EXTRAIT DU DOCUMENT ▸
---

Il y a 80 ans, ils se préparaient à la plus grande opération amphibie de tous les temps. Mardi matin, ils ont embarqué tout sourire dans un transmanche de la Brittany Ferries pour venir assister au 80e anniversaire du Débarquement du 6 juin 1944.
"Je ne suis pas spécialement fier de ce que j'ai fait, mais si je pouvais y retourner, j'y retournerais. Je suis heureux que nous nous soyons sacrifiés pour que d'autres puissent avoir une belle vie", déclare à l'AFP M. Mines, 99 ans.
Appelé sous les drapeaux en avril 1944, à 19 ans, il a débarqué en première vague parmi les ingénieurs chargés de dégager de ses obstacles Gold Beach, devant Ver-sur-Mer (Calvados).
Là, la première mission de John Mines a été de... déminer une plage. "C'est d'ailleurs à cause de mon nom que j'ai été choisi".
"J'ai été très chanceux, un obus a explosé à un mètre de moi et si vous vous faisiez attraper par une mitrailleuse vous étiez coupé en deux. L'un de mes copains a été tué immédiatement après avoir posé le pied sur la plage", conclut le vétéran, face à la Manche qui a vu tant des siens disparaître.
Mardi au petit matin, 20 vétérans de la Royal British Legion et 9 du Spirit of Normandy Trust, deux associations d'anciens combattants britanniques ont embarqué sur ce ferry à Portsmouth, direction Ouistreham.
Arrivés sur le pont arrière du navire sous un ciel grisâtre, les vétérans, dont plusieurs sont centenaires, sont salués par une dizaine de sonneurs de cornemuse, alors que la foule des passagers leur rend hommage au bastingage du pont supérieur.
Deux bateaux-pompes arrosant le ferry et les sirènes hurlantes des navires de guerre accostés à la base militaire avec leur personnel au garde-à-vous accompagnent le départ des survivants du Débarquement, survolés à plusieurs reprises par un A400M de la RAF.
"Nous sommes là pour permettre aux vétérans de rendre hommage à leurs camarades tombés en Normandie et s'assurer que l'héritage de ce qu'ils ont fait ne sera pas oublié", commente Mark Waring, vice-président du Spirit of Normandy Trust.
- "Trop douloureux" -
Au mitan de la traversée, une gerbe est jetée par dessus bord par deux vétérans au son d'un orchestre lors d'une cérémonie, au terme de laquelle certains spectateurs ont fini en larmes.

---

Enregistrements stockés ▸
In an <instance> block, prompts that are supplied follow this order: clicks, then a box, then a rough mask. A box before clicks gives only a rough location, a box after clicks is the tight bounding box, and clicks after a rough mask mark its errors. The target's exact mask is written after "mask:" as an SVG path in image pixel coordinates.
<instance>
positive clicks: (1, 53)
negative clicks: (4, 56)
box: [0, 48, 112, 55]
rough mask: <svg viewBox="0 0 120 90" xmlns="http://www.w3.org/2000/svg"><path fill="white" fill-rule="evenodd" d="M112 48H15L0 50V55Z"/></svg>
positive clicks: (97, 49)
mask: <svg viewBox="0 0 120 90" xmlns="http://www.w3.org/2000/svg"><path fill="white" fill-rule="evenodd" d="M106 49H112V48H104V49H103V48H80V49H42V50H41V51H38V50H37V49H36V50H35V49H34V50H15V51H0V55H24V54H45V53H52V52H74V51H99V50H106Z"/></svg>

---

TÂCHE ÉCRITE 1 ▸
D'après l'article sur les vétérans du Débarquement, sur quelle plage John Mines a-t-il débarqué en première vague ?
TÂCHE ÉCRITE 2 ▸
Reproduisez à l'identique tout le passage de l'article sur les vétérans du Débarquement, depuis « Mardi au petit » jusqu'à « Portsmouth, direction Ouistreham. ».

ESPACE RÉPONSE 1 ▸
Sur Gold Beach, devant Ver-sur-Mer (Calvados).

ESPACE RÉPONSE 2 ▸
Mardi au petit matin, 20 vétérans de la Royal British Legion et 9 du Spirit of Normandy Trust, deux associations d'anciens combattants britanniques ont embarqué sur ce ferry à Portsmouth, direction Ouistreham.